#### [Daftar Tugas]
1. Sebutkan jumlah baris dalam daftar yang memuat kata "stone", dengan membedakan huruf besar dan kecil. Jawab hanya dengan angkanya.
2. Lanjutkan kutipan di bawah tentang peleburan negara-negara bagian ke dalam R I, mulai setelah kalimat terakhirnya.

#### [Kutipan Teks]
Meskipun demikian, negara bagian
pertama yang secara resmi bergabung kembali dengan R I adalah Negara Bagian
Sumatera Selatan. Pada tanggal 10 Februari 1950, Dewan Perwakilan Negara Bagian Sumatera Selatan
mengadakan pemungutan suara untuk menyerahkan kekuasaan negara bagian itu kepada
Pemerintah R I S. Peristiwa itu kemudian menjadi efek bola salju yang semakin lama semakin besar,
karena kejadian di Sumatera Selatan segera diikuti oleh hampir semua negara bagian. Namun
demikian ada kecenderungan untuk lebih memilih membubarkan negara bagian yang bersangkutan
dan kemudian digabungkan ke dalam Negara Bagian R I. Dengan demikian, negara-negara
bagian itu tidak membubarkan diri dan menyerahkan kekuasaannya kepada R I S, tetapi melebur ke dalam R I.

#### [Data yang Tersedia]
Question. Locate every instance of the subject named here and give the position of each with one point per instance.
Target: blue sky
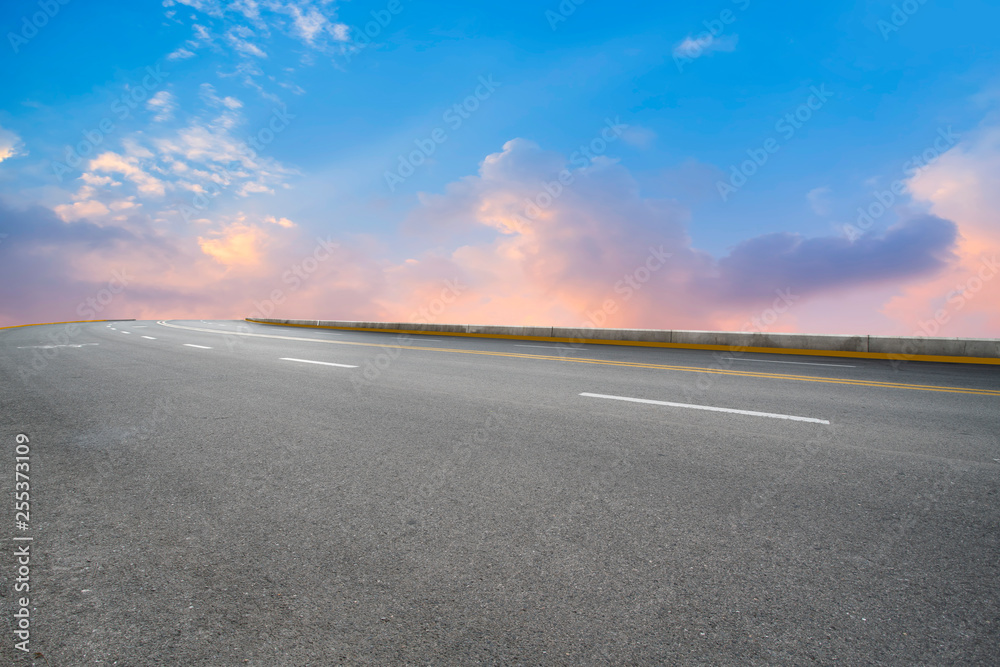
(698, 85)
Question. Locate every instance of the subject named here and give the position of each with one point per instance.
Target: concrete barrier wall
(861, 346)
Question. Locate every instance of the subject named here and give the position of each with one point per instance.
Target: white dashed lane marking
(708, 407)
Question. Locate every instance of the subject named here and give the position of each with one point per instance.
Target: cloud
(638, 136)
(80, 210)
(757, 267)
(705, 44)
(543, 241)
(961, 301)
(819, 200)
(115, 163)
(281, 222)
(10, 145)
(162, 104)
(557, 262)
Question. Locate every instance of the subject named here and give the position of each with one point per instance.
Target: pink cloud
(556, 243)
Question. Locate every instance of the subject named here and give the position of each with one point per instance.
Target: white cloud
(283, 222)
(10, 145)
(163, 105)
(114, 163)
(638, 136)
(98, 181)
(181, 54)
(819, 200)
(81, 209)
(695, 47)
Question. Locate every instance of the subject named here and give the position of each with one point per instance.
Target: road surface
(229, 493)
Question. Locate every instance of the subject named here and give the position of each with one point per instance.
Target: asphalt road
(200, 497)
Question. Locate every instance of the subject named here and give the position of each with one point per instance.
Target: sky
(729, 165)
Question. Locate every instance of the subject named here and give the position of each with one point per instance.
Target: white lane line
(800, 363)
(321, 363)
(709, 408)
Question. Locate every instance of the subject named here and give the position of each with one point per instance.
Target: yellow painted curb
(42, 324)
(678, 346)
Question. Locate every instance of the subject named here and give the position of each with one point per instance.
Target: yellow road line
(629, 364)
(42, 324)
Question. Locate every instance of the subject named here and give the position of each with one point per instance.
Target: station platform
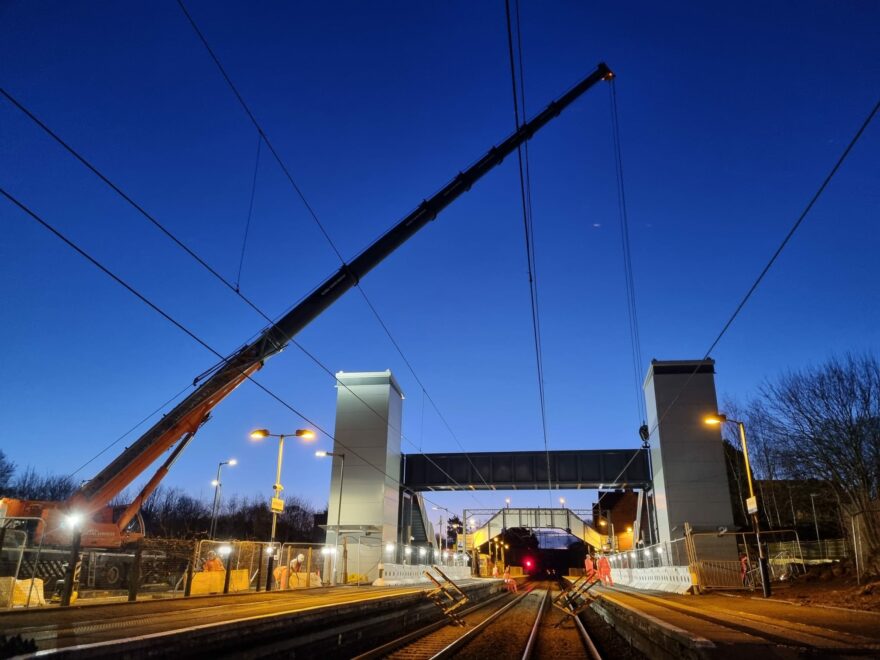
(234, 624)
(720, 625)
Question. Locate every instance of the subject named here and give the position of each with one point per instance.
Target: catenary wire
---
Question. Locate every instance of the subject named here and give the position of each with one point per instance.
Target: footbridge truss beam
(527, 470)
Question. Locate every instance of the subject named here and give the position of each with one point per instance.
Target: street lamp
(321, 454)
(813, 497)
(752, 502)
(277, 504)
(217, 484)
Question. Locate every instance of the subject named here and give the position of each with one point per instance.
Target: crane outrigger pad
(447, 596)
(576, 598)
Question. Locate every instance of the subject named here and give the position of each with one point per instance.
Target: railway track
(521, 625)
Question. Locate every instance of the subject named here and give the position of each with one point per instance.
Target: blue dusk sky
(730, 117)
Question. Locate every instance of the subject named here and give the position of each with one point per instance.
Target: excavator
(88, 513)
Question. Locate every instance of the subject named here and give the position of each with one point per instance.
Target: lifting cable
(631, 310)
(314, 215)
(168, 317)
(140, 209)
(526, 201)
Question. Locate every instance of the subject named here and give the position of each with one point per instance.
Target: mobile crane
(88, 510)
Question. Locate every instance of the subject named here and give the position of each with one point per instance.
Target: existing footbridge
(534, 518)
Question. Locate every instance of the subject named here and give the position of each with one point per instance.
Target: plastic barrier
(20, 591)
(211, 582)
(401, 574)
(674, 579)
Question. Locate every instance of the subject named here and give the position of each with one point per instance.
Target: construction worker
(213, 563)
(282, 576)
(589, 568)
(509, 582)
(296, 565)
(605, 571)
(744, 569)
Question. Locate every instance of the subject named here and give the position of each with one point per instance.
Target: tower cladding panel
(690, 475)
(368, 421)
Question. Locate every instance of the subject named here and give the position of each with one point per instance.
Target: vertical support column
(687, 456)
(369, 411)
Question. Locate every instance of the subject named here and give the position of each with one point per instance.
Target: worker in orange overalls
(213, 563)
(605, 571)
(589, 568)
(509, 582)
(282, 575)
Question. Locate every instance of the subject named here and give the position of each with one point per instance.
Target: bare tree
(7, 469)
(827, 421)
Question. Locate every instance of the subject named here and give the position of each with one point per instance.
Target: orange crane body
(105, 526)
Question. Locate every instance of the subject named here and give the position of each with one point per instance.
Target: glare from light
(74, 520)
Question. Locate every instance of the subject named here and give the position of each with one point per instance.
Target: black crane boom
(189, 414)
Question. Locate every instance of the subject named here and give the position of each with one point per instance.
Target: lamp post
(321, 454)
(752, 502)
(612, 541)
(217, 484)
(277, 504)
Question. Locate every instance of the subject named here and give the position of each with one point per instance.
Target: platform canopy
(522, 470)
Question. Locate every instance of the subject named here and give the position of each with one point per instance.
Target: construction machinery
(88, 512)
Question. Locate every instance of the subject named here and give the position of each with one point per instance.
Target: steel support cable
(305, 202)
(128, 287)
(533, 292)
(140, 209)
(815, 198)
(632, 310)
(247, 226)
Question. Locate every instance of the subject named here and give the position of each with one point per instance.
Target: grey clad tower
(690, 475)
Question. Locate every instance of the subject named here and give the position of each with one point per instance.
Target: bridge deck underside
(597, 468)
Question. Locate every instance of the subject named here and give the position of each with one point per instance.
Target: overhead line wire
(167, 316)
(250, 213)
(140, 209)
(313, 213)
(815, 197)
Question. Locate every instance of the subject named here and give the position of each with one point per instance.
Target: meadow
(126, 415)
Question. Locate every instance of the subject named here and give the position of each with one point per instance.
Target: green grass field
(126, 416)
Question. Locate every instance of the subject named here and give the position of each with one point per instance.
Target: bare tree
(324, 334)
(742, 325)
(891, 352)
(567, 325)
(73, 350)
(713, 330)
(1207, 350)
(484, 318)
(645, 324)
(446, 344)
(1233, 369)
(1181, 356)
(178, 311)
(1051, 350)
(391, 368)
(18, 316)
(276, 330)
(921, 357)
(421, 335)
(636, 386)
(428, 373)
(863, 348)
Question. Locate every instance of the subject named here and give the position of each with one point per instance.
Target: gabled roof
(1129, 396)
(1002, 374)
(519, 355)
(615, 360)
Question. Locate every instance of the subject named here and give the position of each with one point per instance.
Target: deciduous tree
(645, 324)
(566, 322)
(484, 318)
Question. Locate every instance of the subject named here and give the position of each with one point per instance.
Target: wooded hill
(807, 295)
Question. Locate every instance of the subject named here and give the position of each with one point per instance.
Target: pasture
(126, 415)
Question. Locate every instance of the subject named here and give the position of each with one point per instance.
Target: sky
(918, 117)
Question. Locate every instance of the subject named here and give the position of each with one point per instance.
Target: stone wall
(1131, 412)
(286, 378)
...
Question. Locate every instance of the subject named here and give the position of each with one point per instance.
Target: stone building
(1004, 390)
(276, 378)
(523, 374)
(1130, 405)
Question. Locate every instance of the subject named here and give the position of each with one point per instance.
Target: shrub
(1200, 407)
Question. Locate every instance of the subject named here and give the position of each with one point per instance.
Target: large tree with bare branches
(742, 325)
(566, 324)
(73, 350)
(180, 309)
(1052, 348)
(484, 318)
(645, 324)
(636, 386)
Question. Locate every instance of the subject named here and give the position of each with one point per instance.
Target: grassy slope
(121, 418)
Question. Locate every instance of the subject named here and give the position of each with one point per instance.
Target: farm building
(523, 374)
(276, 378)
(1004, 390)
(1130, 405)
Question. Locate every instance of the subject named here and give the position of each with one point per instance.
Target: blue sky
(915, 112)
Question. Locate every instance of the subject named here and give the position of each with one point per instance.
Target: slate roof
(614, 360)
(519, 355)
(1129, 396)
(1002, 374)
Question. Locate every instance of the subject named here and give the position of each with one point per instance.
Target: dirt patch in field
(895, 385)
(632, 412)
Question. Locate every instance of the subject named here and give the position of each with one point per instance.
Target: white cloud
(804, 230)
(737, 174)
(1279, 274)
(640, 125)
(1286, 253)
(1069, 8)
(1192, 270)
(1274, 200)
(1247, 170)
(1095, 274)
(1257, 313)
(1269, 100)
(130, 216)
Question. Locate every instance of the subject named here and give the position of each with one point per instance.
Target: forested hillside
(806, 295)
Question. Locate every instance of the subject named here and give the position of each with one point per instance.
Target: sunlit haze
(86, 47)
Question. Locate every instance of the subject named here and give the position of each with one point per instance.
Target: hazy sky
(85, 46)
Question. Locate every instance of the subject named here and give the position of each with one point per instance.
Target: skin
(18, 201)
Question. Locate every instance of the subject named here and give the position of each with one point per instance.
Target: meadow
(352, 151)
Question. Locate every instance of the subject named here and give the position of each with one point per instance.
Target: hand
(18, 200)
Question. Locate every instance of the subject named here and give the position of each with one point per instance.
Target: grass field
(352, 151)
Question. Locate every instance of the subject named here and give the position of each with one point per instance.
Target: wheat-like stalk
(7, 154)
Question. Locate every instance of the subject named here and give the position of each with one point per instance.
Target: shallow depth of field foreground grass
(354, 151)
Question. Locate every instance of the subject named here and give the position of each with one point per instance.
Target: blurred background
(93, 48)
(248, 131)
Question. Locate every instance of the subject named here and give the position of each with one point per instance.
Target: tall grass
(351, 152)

#### [Jawaban Tugas]
1. 2

2.
Gerakan itu tidak ditentang oleh para pemimpin R I S. Mereka justru memberikan kesempatan kepada
gerakan tersebut untuk meneruskan
tindakannya.
Fenomena itu disebabkan
gelombang pasang semangat nasionalis yang besar di kalangan anggota Senat R I S. Mereka itu
percaya bahwa tujuan dan politik masa depan mereka harus disesuaikan dengan kondisi
politik yang sedang berkembang saat itu. Oleh karena itu, mereka mengikuti kemauan Majelis
Permusyawaratan[xv] dan Pemerintah R I S untuk mengeluarkan suatu undang-undang darurat
berdasarkan Pasal 130 Kontitusi R I S yang berisi pembubaran negara-negara bagian dan
digabungkan ke dalam R I. Undang-undang itu dikeluarkan pada tanggal 7 Maret 1950. Dua hari
kemudian, diadakan pemungutan suara bagi persetujuan penggabungan Jawa Timur, Jawa
Tengah, dan Madura ke dalam R I. Setelah itu, berbagai daerah dan negara bagian mengajukan
permohonan untuk menggabungkan diri ke dalam R I. Sehingga pada akhir Maret 1950 tinggal
empat negara bagian yang masih berdiri, yaitu Kalimantan Barat, Negara Sumatera Timur (NST),
Negara Indonesia Timur (NIT) dan R I yang wilayahnya menjadi lebih luas.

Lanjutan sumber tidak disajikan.